Yapılacak görevler
- a) Aşağıdaki (i), (ii) ve (iii) ifadelerinin duruşma metniyle uyuşup uyuşmadığını belirtin ve her birini evet ya da hayır ile yanıtlayıp metindeki belirleyici sözleri aynen alıntılayın: (i) Nejat Ergin, suç işlemediğini söyledi. (ii) Avukat Hulusi Yıldırım, beraat kararı verilmezse erteleme istediklerini belirtti. (iii) Mağdur yabancı kadınlar emniyette 30 gün tutuldu.
- b) Duruşma metnini son cümlesinden sonra birkaç cümleyle sürdürün.

Verilen metin
§ §
Ek savunma hakkı verilerek, savunmaları sorulan sanıklardan Nejat Ergin, suç işlemediğini ve kararı mahkemeye bıraktığını söyledi.
Şarkı sözüyle savunma
Sanıklardan Nejat ve Yiğit Ergin'in avukatı Mahir Işıkay, savcılığın, Salih Aslan ve Ahmet Şahin'e yönelik tehdit eylemiyle ilgili müvekkillerinin cezalandırılması talebini kabul etmediğini belirtti.
Nejat Ergin'in konuşmasında geçen "merminin adresi yok" sözünün tehdit olarak iddianamede yer aldığı bilgisini veren Işıkay, "Burada bir tehdit kastıyla hareket edildiğinden söz edilemez. Kabul etsek bile haksız tahrik hükümlerinin uygulanması gerekir. Kenan Doğulu da parçasında, 'mermi adres sormaz' diyor. O zaman milyonlarca kişiyi tehdit etmiş oluyor. Buradaki irade kasıt değildir, kendi ekmeğiyle oynanmasıyla ilgili bir konuşmadır" şeklinde konuştu.
Soruşturmanın "kumpas" olduğunun ortaya çıktığını ve soruşturmada görev alan polislerin şu an tutuklu olduğunu söyleyen Işıkay, müvekkilinin diğer suçlardan olduğu gibi tehdit suçundan da beraatine karar verilmesini istedi.
Avukat Işıkay, diğer müvekkili Yiğit Ergin ile ilgili savcılığın takipsizlik kararı verilmesi yönündeki mütalaasına uyulmasını da talep etti.
"Cam evi olan, başkasının evine taş atmaz"
Duruşmada söz alan sanık Ahmet Mahmut Ünlü'nün avukatı Hulusi Yıldırım ise "Müvekkilim din alimidir. Bu nedenle suçlamalarla ilgili savunma yaparken zorluk çekilmiştir. Cam evi olan kişinin, başkasının evine taş atmaması gerekir. Suçlamalar, bir din alimine yakıştırılmayacak mahiyettedir. Din alimi olan birisinin, konuşmalarda geçen 'talebe' sözü, 'şifre' olarak değerlendirilmiştir" ifadelerini kullandı.
Müvekkili Ünlü'nün atılı suçları işlemediğini savunarak, beraatını isteyen Yıldırım, beraat kararı verilmemesi durumunda erteleme istemediklerini kaydetti.
Ünlü'nün avukatlarından Fatih Oğuz da olayların, "müvekkilinin itibarının katledilmesine" yönelik kurgulandığını savundu. Oğuz, mağdur yabancı kadınların emniyette 45 gün tutulduklarını anımsatarak, "Ne zaman ki müvekkilim tutuklanıyor, o zaman bu kadınlar yurt dışına deport ediliyor. İfade alınması engellenmiş oluyor böylece. Beraat kararı verilsin" dedi.
§ §
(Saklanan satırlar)
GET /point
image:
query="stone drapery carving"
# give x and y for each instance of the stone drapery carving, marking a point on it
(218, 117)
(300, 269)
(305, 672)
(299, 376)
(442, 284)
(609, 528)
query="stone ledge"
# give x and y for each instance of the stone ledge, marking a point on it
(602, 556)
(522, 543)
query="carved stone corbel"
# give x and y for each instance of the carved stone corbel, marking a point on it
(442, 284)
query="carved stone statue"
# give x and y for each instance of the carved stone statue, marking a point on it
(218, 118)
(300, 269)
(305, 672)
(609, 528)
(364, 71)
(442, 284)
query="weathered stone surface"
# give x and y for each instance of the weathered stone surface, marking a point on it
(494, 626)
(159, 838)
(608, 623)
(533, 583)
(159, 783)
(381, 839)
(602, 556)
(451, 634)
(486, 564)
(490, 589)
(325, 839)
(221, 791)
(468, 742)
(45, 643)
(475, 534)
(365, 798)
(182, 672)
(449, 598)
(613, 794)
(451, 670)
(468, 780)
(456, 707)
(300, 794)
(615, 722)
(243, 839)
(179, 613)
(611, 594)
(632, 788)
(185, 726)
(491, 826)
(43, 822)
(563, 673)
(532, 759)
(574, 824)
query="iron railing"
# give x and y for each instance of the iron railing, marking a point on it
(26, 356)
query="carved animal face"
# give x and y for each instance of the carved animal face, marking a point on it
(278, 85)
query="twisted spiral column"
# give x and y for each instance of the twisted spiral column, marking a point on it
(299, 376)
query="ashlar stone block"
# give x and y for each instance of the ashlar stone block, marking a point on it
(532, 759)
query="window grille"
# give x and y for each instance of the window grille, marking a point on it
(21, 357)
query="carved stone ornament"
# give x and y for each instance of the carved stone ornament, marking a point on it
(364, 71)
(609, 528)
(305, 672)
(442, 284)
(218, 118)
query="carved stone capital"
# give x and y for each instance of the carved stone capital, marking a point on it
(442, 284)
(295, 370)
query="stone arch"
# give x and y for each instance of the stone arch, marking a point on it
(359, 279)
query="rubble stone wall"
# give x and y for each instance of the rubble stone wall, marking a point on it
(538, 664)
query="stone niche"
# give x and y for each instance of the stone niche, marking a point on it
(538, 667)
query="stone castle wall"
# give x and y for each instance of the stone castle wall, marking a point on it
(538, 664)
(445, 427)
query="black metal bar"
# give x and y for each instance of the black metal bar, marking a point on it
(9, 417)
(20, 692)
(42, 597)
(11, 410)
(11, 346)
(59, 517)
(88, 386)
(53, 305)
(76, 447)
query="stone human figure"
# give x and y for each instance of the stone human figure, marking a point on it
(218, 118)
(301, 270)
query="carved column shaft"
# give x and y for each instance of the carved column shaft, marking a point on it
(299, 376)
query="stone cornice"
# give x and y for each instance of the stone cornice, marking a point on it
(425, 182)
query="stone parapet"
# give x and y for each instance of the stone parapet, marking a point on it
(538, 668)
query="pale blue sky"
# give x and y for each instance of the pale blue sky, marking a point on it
§ §
Sonuçlar
- a)
(i) Evet: "suç işlemediğini ve kararı mahkemeye bıraktığını söyledi"
(ii) Hayır: "beraat kararı verilmemesi durumunda erteleme istemediklerini kaydetti"
(iii) Hayır: "emniyette 45 gün tutulduklarını"

- b)
Savunma yapan diğer sanık avukatları da müvekkillerinin beraatini talep etti.
Davaya ilişkin ara kararını açıklayan mahkeme heyeti, dosyanın karar verilmek üzere incelemeye alınmasına hükmederek, duruşmayı erteledi.
Savcılık mütalaasından
Bir önceki duruşmada açıklanan esas hakkındaki mütalaada, sanıklardan Nejat Ergin'in, mağdur Ahmet Şahin'i tehdit ettiği gerekçesiyle 1 yıldan 4 yıla kadar, konutunda sahte pasaport ele geçirilen sanıklardan Mahjouba Demirel'in de "resmi belgede sahtecilik" suçundan 2 yıldan 5 yıla kadar hapis cezasına çarptırılması talep edildi.
Sanıklar Nejat Ergin, Saim Uyanık, Celil Yavuz, Yiğit Ergin, Murat Tolga Ohri ve İbrahim Danacılar'ın, "örgüt kurmak, yönetmek ve üye olmak" suçlarından yeterli, kesin ve inandırıcı delil elde edilemediği gerekçesiyle beraatleri istendi. İnternette yayınlanan uygunsuz gizli kamera görüntüleriyle ilgili kendisine şantaj yapılan Ahmet Mahmut Ünlü'nün, sanık Nejat Ergin ile sanık Barış Sezek aracılığıyla yardım amacıyla görüştüğü ve Ergin'in bu konuda suç teşkil edecek bir eyleminin tespit edilemediği vurgulandı.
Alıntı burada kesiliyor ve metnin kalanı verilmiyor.